:: Excerpted records ::

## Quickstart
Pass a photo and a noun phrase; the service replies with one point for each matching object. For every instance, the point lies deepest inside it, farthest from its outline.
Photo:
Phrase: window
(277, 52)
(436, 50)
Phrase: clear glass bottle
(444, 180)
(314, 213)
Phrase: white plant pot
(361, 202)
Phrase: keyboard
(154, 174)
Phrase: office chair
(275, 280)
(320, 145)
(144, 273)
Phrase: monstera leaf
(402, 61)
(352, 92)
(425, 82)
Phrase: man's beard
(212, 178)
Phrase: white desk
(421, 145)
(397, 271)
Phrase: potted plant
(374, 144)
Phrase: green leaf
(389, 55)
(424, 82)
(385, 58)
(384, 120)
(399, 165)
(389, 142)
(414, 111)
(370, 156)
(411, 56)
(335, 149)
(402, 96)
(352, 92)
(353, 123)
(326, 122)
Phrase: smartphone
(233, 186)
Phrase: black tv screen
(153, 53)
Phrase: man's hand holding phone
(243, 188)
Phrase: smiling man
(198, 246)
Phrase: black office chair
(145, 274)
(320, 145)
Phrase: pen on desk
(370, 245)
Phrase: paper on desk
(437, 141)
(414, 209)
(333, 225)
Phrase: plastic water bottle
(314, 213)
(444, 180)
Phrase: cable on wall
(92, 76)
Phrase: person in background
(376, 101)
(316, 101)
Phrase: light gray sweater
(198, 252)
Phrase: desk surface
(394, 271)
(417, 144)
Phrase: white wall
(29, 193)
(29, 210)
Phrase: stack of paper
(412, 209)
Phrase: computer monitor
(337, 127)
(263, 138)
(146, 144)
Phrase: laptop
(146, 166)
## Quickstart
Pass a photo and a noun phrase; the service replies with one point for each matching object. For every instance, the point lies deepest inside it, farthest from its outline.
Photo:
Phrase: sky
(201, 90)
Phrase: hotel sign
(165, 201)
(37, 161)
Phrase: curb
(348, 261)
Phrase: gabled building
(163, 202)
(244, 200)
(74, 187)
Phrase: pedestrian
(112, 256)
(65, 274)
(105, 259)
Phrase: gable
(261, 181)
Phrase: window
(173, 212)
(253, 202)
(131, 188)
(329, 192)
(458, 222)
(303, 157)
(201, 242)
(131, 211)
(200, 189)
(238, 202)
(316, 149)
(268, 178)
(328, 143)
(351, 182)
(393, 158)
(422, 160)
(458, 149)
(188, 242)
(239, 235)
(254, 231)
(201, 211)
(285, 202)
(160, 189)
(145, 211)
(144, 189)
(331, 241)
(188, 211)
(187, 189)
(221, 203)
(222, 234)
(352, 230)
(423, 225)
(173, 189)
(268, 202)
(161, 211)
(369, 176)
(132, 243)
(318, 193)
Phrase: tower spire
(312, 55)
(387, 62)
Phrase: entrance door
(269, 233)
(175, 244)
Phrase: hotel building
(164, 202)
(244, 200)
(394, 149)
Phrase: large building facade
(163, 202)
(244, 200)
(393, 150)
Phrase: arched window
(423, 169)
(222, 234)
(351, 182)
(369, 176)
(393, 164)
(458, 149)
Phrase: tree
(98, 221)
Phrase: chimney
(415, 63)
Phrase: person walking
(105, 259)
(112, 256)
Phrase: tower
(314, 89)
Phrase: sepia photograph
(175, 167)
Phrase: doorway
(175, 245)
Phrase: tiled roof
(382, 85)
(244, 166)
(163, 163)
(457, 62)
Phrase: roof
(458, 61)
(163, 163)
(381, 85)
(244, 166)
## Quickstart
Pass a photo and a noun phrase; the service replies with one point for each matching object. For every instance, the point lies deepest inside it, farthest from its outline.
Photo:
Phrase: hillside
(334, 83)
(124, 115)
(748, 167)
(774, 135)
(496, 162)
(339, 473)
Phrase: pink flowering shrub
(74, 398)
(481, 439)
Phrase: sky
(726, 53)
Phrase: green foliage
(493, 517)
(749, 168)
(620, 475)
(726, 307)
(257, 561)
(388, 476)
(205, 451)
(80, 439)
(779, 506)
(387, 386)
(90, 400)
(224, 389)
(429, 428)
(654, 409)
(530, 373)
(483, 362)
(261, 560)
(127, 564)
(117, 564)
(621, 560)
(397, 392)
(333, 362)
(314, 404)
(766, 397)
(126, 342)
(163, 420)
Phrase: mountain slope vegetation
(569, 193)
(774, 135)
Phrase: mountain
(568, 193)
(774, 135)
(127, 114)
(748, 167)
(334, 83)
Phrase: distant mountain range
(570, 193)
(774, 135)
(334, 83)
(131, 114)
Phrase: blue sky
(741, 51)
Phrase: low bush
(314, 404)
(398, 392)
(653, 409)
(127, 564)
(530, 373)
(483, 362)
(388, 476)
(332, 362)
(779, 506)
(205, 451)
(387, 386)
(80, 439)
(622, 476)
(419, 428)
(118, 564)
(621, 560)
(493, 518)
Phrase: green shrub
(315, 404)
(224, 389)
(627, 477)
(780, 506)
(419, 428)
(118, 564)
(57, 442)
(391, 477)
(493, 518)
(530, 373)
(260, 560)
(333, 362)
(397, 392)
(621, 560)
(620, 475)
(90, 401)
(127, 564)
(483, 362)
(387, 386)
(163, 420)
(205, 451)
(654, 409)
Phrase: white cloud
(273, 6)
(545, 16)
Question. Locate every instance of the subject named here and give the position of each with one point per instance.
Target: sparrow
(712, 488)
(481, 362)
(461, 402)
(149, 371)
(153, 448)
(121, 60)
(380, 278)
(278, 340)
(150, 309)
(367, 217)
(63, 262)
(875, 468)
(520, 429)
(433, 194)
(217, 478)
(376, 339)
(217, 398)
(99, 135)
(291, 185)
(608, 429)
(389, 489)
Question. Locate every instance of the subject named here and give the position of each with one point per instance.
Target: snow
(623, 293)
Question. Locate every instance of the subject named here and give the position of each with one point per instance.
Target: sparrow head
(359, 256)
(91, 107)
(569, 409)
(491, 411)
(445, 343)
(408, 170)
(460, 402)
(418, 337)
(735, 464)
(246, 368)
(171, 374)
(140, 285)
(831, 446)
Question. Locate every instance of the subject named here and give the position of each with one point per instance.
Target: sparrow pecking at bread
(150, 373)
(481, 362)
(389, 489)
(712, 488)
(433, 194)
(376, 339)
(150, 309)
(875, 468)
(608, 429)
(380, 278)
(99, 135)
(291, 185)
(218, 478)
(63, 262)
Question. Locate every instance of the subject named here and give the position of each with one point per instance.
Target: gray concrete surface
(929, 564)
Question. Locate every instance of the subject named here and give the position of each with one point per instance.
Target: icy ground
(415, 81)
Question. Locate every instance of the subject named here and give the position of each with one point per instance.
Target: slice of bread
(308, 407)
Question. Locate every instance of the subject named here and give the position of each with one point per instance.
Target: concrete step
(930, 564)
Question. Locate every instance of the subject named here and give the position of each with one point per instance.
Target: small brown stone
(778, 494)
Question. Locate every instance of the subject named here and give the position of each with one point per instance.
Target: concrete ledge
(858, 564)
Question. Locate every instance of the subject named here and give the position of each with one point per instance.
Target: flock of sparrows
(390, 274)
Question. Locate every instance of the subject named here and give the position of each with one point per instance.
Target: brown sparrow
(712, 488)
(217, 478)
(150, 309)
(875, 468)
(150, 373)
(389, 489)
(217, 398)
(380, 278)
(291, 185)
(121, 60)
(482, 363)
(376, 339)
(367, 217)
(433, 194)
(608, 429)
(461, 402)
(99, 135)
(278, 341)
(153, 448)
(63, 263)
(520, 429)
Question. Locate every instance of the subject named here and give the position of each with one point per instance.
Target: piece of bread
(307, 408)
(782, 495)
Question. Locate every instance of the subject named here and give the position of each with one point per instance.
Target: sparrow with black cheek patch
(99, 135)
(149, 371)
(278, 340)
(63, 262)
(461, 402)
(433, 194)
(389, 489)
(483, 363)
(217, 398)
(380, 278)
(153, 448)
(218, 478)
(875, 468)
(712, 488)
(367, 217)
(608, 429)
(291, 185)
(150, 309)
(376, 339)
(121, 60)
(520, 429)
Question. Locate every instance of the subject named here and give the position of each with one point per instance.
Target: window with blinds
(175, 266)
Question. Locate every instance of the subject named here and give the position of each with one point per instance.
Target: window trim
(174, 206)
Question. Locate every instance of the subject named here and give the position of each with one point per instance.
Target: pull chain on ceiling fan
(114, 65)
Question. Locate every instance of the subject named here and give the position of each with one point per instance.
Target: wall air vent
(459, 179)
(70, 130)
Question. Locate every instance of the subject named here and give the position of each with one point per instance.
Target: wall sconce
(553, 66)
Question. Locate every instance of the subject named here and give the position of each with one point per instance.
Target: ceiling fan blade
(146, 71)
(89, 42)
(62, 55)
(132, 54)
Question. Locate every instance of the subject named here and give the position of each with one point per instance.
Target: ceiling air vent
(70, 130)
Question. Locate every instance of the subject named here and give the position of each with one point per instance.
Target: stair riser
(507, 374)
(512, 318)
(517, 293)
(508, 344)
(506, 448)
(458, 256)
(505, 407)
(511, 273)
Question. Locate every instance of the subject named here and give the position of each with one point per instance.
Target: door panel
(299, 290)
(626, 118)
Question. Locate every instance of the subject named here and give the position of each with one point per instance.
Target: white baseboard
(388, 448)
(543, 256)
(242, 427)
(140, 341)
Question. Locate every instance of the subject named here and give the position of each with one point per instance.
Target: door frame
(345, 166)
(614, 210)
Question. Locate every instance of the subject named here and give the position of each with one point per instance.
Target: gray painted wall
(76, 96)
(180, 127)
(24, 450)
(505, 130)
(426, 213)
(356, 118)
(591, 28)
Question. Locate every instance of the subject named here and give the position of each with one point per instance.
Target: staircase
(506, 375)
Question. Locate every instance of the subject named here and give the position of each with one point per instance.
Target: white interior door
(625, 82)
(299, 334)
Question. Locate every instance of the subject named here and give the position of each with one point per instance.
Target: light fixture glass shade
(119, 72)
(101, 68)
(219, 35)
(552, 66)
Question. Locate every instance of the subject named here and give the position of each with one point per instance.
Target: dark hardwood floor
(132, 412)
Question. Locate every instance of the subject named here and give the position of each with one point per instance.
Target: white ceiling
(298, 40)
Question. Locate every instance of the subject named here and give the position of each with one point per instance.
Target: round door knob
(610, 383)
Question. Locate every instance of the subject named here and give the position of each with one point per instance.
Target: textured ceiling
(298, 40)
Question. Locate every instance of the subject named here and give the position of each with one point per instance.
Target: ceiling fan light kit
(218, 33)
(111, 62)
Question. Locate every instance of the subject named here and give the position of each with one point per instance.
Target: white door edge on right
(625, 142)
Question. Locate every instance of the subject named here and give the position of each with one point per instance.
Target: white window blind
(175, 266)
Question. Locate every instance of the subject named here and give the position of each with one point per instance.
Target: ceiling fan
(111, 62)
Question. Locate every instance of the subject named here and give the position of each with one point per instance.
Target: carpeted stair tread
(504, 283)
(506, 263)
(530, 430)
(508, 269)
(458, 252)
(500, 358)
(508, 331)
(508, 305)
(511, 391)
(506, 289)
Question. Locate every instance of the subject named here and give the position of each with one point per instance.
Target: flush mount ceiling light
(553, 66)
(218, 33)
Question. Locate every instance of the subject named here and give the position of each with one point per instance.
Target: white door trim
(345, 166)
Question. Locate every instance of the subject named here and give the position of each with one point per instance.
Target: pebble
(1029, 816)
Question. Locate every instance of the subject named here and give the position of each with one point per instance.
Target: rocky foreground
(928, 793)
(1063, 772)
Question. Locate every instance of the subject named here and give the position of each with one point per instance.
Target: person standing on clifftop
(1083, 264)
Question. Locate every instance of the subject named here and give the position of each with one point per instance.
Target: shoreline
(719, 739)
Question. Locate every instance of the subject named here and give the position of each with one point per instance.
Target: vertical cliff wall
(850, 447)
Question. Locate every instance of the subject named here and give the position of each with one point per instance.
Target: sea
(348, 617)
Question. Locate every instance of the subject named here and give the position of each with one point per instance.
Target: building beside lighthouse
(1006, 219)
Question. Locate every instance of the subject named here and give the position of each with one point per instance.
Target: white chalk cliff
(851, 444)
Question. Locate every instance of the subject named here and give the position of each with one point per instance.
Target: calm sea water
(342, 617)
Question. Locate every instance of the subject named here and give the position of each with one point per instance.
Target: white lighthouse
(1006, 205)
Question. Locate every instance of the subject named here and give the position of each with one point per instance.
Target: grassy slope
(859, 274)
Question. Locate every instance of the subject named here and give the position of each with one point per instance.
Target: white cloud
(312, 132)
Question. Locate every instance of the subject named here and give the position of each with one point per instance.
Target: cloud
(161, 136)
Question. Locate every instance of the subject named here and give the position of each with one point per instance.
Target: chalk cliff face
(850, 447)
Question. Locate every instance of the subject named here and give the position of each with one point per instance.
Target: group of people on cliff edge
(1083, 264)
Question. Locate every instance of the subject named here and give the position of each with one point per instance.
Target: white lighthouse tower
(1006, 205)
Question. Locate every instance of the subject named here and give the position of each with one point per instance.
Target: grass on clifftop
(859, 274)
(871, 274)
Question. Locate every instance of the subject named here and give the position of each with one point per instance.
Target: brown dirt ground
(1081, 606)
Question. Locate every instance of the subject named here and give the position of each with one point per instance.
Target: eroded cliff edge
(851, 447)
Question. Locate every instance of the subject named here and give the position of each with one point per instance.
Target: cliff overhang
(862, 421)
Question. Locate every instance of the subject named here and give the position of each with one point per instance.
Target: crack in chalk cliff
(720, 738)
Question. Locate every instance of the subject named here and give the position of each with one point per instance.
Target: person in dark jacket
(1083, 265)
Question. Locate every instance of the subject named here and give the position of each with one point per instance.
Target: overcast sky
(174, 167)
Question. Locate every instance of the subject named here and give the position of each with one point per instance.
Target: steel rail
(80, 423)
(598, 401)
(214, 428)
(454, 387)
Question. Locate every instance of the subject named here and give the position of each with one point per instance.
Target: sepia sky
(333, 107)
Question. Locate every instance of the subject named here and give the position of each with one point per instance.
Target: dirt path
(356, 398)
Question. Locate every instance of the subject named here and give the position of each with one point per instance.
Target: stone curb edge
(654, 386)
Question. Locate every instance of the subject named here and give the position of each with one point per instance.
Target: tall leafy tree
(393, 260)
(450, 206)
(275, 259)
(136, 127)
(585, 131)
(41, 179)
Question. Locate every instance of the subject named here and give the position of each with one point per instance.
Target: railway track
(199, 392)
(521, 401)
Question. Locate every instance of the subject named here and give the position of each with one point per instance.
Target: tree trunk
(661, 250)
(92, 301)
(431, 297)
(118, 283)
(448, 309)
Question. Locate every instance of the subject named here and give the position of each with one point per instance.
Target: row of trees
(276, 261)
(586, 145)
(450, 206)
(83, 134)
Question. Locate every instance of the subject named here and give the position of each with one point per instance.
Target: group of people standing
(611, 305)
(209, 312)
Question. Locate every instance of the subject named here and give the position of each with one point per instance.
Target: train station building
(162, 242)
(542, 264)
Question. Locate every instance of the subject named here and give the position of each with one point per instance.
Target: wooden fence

:::

Report every line in the listing above that contains the string "dark", copying each such line in full.

**Final answer**
Target: dark hardwood floor
Target: person in dark jacket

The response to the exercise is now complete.